**Provided text**
# Size of rabbit cage questions



## JoeKan (Feb 4, 2006)

Hello,
I now have 2 "breedable" NZ does that I'm going to start breeding once they get a little older. I have two rabbit hutches to house all the new babies that will be coming. 
However, I don't have cages for one of the hutches yet. I'm thinking of building two very long and large cages for when the babies are being weaned. Have one cage for the bucks and the other for all the does. The cages I'm thinking will be around 4 x 4. 
Is this a good idea to put them all in the same cage together? We'll probably only use these rabbits as friers or to sale locally. Only keep them to around 6 months. 
Or should I build individual cages for each one? 
Thanks for any input. 
Joe


----------



## XLT (Apr 7, 2005)

YMMV, but this is what I have.

1 24"x24"x18" for my primary buck
2 24"x 36" grow out pens
4 30" x 30" doe cages
2 "extra" 30"x 30" in case (one is full with a small red buck growing up) in case the grow out pens are too full.

I have one senior buck, one junior buck, three working does, and am saving one doe out of one current litter.

I have ~37? fryers of various ages after having sold a few (8 weeks (5), 6 weeks (10), 4 weeks (13), and 2 weeks (9). I sometimes keep litters together that are two weeks apart from each other if needed, butcher or sell by 9 weeks or so. It seems to work out alright by me. Considering adding three more 30x30 cages in the near future.


----------



## JoeKan (Feb 4, 2006)

Here's the problem I'm having. The second hutch I made, it ended up being 4' wide. If I make my cages 3' then there will be a lot of extra space there. I thought if I would make it around 4' then I could add more rabbits in each cage. Does that make sense? I guess I'm just trying to use as much space as I can :happy0035:


----------



## XLT (Apr 7, 2005)

uh... yeah, you should make your cages fit your hutch.


----------



## JoeKan (Feb 4, 2006)

Another option I'm thinking of is making three cages 3' x 3' x 30" which is recommended for NZ's and then attache a little "hiddy hole" box on the end of it. This can be used during the winter months and as a nesting box. I can put a lid on it so I can look inside and add hay or clean it out. 
Doing it this way, I will then be using the 4' width of my hutch.


----------



## danarutan (Mar 13, 2011)

When we have all the little ones together we have a hard time keeping the food and water full-- we have also found that they grow faster when there is only 2 per cage (easier for them to get to the food -- do not have to share) I would butcher between 8-12 weeks.

**Material provided**
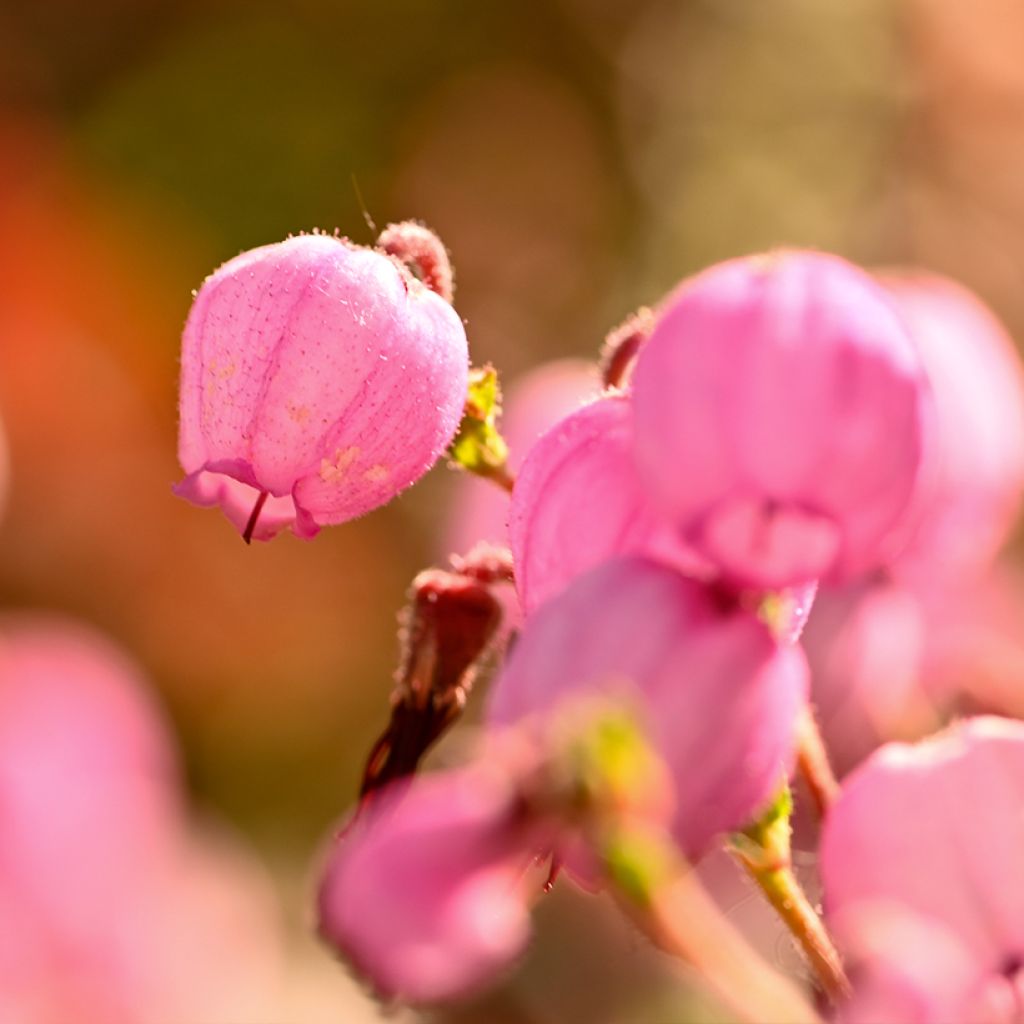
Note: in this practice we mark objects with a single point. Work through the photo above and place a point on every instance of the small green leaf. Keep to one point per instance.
(478, 446)
(638, 861)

**Required tasks**
1) Translate this sentence from the rabbit cage thread into Spanish: "This can be used during the winter months and as a nesting box."
2) Using the rabbit cage thread, answer these:
(a) What size cage does XLT use for the primary buck?
(b) By about what age does XLT butcher or sell the fryers?
(c) According to danarutan, how many rabbits per cage makes them grow faster?
3) Reproduce the rabbit cage thread from "uh... yeah, you" up to and including "clean it out.".

**Solutions to the exercise**
1) Esto se puede usar durante los meses de invierno y como caja nido.

2)
(a) 24"x24"x18"
(b) By 9 weeks or so
(c) Two per cage

3)
uh... yeah, you should make your cages fit your hutch.


----------



## JoeKan (Feb 4, 2006)

Another option I'm thinking of is making three cages 3' x 3' x 30" which is recommended for NZ's and then attache a little "hiddy hole" box on the end of it. This can be used during the winter months and as a nesting box. I can put a lid on it so I can look inside and add hay or clean it out.